О московском славянофильстве – немного – я договорю в другой раз.
О типах религиозной мысли в России
Печатающиеся в «Русской Мысли» статьи П. А. Бердяева «Типы религиозной мысли в России» представляют, и в особенности в дальнейшем представят, собою выдающееся явление религиозной и философской мысли в России. Автор берет свою тему в ее живом трепете сейчас. Конечно, это умаляет ее значение, так сказать, в «историографическом» отношении, – в смысле «перспектив назад», «сравниваний» и т. п. Но, правду сказать, «живой трепет крыл» и «публицистика сейчас» тоже имеет свои права, – и в особенности в данной-то теме она имеет исключительные права и преимущества. Мы хотим «сейчас» верить или не верить, и что нам до того, верили или не верили, и почему не верили или верили люди до нас.

§

* Задание:
Выпишите, пожалуйста, по порядку все слова и выражения, которые в тексте о типах религиозной мысли в России заключены в кавычки-«ёлочки». Записи, приведённые далее, для выполнения не нужны.

* Извлечённые записи:
§

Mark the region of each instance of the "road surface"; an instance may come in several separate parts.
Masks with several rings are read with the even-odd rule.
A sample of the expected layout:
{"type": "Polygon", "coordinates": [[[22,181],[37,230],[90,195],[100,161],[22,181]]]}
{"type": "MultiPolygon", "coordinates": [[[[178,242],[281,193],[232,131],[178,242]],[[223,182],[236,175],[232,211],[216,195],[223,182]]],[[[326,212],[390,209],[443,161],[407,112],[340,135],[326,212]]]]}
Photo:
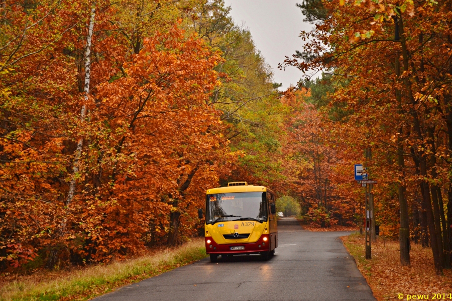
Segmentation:
{"type": "Polygon", "coordinates": [[[98,297],[96,301],[375,300],[339,237],[350,232],[303,230],[280,219],[278,247],[268,261],[208,258],[98,297]]]}

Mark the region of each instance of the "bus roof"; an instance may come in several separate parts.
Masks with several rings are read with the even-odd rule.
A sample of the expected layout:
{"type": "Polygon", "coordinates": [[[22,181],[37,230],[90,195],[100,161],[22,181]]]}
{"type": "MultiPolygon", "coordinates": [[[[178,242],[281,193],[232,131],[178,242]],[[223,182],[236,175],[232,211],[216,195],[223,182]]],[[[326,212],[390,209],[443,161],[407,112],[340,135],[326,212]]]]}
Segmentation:
{"type": "Polygon", "coordinates": [[[207,189],[206,194],[216,193],[228,193],[228,192],[248,192],[253,191],[268,191],[275,193],[265,186],[255,186],[254,185],[243,185],[241,186],[228,186],[207,189]]]}

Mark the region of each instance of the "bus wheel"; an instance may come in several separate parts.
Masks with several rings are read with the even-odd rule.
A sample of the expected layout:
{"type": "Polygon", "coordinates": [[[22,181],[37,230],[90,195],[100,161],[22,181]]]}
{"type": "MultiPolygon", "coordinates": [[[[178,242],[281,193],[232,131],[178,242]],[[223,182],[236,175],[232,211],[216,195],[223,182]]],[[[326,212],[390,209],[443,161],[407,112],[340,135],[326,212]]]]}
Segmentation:
{"type": "Polygon", "coordinates": [[[209,254],[209,255],[210,256],[210,262],[216,262],[218,255],[216,254],[209,254]]]}
{"type": "Polygon", "coordinates": [[[270,258],[270,252],[261,252],[261,259],[263,260],[268,260],[270,258]]]}

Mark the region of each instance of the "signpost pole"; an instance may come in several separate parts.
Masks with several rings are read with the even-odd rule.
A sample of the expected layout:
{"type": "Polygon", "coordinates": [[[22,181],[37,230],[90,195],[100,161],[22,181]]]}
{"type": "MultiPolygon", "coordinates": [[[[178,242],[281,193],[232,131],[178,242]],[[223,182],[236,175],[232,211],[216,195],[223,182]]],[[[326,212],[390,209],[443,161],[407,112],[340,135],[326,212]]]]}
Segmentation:
{"type": "MultiPolygon", "coordinates": [[[[367,159],[370,157],[369,155],[370,149],[369,148],[366,149],[366,161],[367,161],[367,159]]],[[[364,223],[364,228],[366,232],[366,259],[370,259],[372,258],[372,243],[371,242],[371,230],[372,229],[372,220],[371,219],[371,217],[372,217],[372,215],[370,214],[370,209],[369,208],[369,199],[370,199],[370,195],[371,192],[371,185],[372,184],[368,184],[366,186],[366,205],[365,208],[364,210],[364,214],[366,217],[366,222],[364,223]],[[368,193],[367,187],[369,187],[369,193],[368,193]]]]}

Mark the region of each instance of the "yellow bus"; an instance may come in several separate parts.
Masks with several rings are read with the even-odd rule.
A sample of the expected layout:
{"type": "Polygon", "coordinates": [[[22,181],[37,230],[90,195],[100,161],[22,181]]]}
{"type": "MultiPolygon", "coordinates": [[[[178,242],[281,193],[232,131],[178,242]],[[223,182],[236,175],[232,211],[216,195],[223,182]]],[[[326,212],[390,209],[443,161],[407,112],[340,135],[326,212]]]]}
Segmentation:
{"type": "MultiPolygon", "coordinates": [[[[208,189],[204,236],[210,261],[234,255],[259,254],[268,260],[278,246],[275,193],[247,182],[208,189]]],[[[202,210],[199,209],[202,218],[202,210]]]]}

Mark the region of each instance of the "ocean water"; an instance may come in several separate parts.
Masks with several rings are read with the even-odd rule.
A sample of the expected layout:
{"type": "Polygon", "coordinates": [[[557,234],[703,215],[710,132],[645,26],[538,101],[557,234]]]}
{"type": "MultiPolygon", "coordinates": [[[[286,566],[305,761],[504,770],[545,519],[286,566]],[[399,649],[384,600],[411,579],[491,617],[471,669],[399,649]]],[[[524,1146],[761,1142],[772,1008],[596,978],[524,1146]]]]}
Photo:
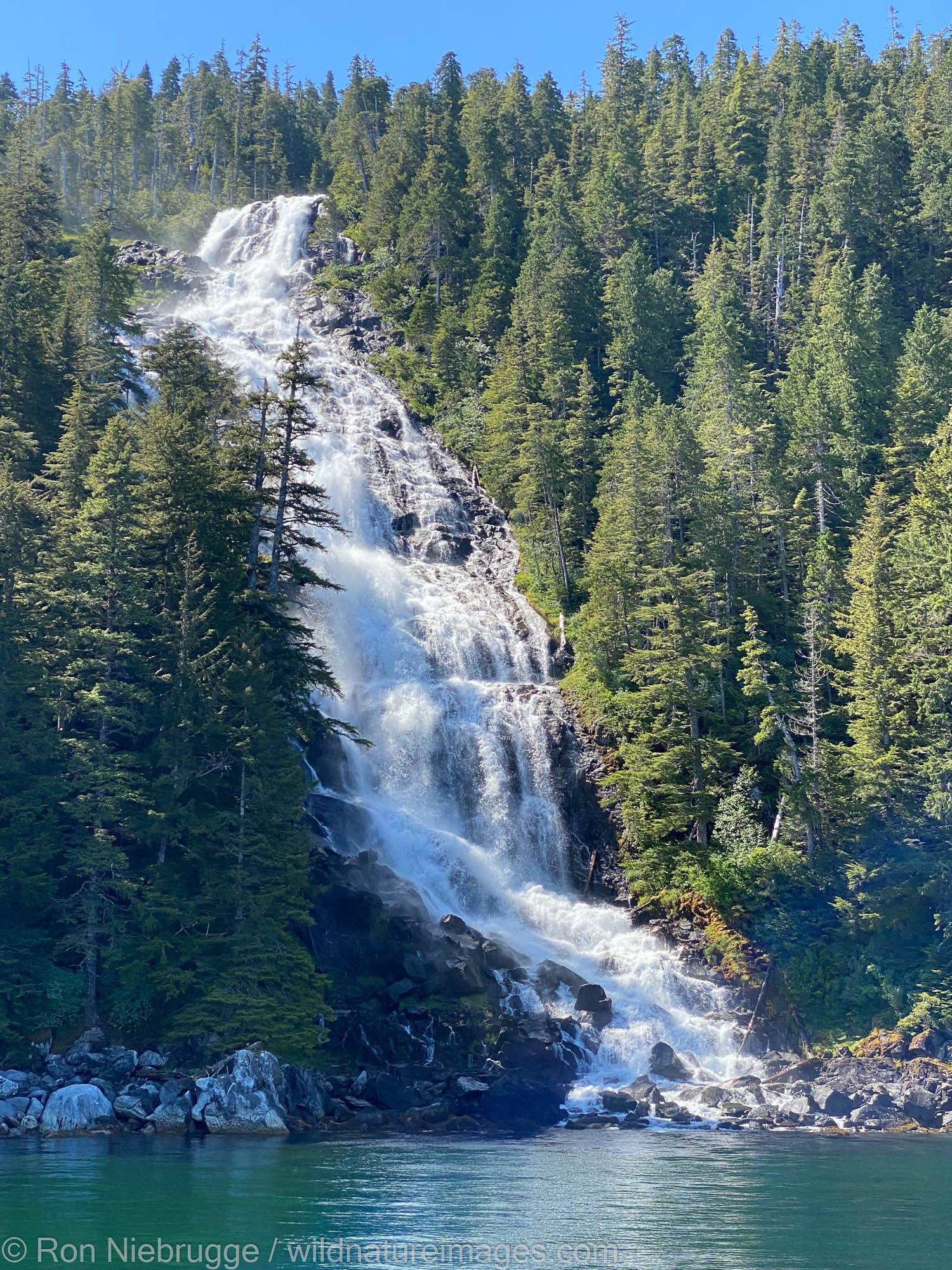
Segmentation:
{"type": "Polygon", "coordinates": [[[24,1267],[895,1270],[951,1242],[938,1134],[0,1143],[0,1265],[24,1267]]]}

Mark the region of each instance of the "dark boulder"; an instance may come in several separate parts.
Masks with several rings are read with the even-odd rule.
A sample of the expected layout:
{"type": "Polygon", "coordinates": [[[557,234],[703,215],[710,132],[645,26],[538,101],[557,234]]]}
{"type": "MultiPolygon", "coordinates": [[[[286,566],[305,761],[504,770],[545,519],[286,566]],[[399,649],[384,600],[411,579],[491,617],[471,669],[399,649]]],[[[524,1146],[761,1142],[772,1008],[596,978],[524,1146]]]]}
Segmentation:
{"type": "Polygon", "coordinates": [[[575,993],[575,1008],[586,1013],[600,1013],[612,1008],[612,999],[607,996],[600,983],[583,983],[575,993]]]}
{"type": "Polygon", "coordinates": [[[381,1072],[367,1082],[367,1096],[385,1111],[409,1111],[416,1105],[416,1095],[396,1076],[381,1072]]]}
{"type": "Polygon", "coordinates": [[[902,1097],[902,1110],[918,1124],[930,1128],[938,1120],[935,1115],[935,1095],[924,1085],[913,1085],[902,1097]]]}
{"type": "Polygon", "coordinates": [[[282,1068],[284,1073],[284,1102],[293,1116],[316,1124],[326,1115],[329,1095],[321,1087],[314,1072],[297,1063],[286,1063],[282,1068]]]}
{"type": "Polygon", "coordinates": [[[480,1111],[487,1120],[508,1124],[531,1120],[533,1124],[557,1124],[564,1119],[560,1093],[550,1085],[518,1076],[500,1078],[482,1095],[480,1111]]]}
{"type": "Polygon", "coordinates": [[[571,992],[578,992],[585,984],[585,979],[580,974],[576,974],[575,970],[570,970],[567,965],[560,965],[548,958],[545,961],[539,961],[536,966],[536,987],[538,991],[546,997],[552,997],[562,984],[571,992]]]}
{"type": "Polygon", "coordinates": [[[853,1095],[840,1085],[816,1085],[814,1099],[824,1115],[849,1115],[856,1106],[853,1095]]]}
{"type": "Polygon", "coordinates": [[[938,1058],[946,1038],[934,1027],[927,1027],[909,1041],[909,1058],[938,1058]]]}
{"type": "Polygon", "coordinates": [[[575,1063],[565,1059],[551,1044],[538,1036],[505,1038],[498,1052],[499,1062],[508,1069],[529,1069],[542,1077],[570,1081],[575,1073],[575,1063]]]}
{"type": "Polygon", "coordinates": [[[420,517],[416,512],[405,512],[402,516],[395,516],[391,525],[395,533],[406,536],[407,533],[413,533],[414,530],[419,530],[420,517]]]}

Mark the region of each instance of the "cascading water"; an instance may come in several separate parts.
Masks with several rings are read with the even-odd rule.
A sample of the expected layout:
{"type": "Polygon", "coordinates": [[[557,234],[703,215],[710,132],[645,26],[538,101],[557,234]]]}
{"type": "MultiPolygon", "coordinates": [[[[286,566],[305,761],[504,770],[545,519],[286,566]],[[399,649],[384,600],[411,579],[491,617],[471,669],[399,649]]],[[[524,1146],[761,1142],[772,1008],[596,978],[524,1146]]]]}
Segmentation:
{"type": "MultiPolygon", "coordinates": [[[[458,913],[605,987],[614,1016],[576,1106],[642,1073],[658,1040],[730,1076],[732,1025],[707,1017],[726,991],[685,975],[625,911],[569,885],[550,747],[560,695],[545,624],[513,587],[517,546],[500,516],[473,536],[462,467],[382,378],[307,329],[294,292],[314,212],[312,198],[221,212],[201,248],[208,286],[176,316],[258,384],[275,381],[298,320],[314,338],[329,387],[310,403],[314,479],[348,533],[329,536],[319,561],[344,589],[315,594],[306,617],[343,688],[335,712],[373,742],[336,792],[363,808],[386,861],[434,918],[458,913]]],[[[522,991],[527,1008],[542,1008],[522,991]]],[[[560,1010],[571,1010],[567,993],[560,1010]]]]}

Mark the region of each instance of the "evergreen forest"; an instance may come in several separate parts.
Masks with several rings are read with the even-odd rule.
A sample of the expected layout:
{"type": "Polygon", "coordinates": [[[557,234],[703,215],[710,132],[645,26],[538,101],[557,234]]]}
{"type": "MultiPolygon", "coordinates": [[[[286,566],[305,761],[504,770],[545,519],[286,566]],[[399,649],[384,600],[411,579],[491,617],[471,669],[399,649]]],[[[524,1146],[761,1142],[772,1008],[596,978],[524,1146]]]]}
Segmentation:
{"type": "Polygon", "coordinates": [[[189,328],[140,364],[116,246],[308,190],[358,249],[317,290],[369,293],[565,618],[635,902],[769,954],[821,1041],[952,1029],[952,34],[619,19],[571,90],[269,57],[0,76],[0,1055],[319,1038],[319,385],[306,340],[250,396],[189,328]]]}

§

* Ответ:
1. «Русской Мысли»
2. «Типы религиозной мысли в России»
3. «историографическом»
4. «перспектив назад»
5. «сравниваний»
6. «живой трепет крыл»
7. «публицистика сейчас»
8. «сейчас»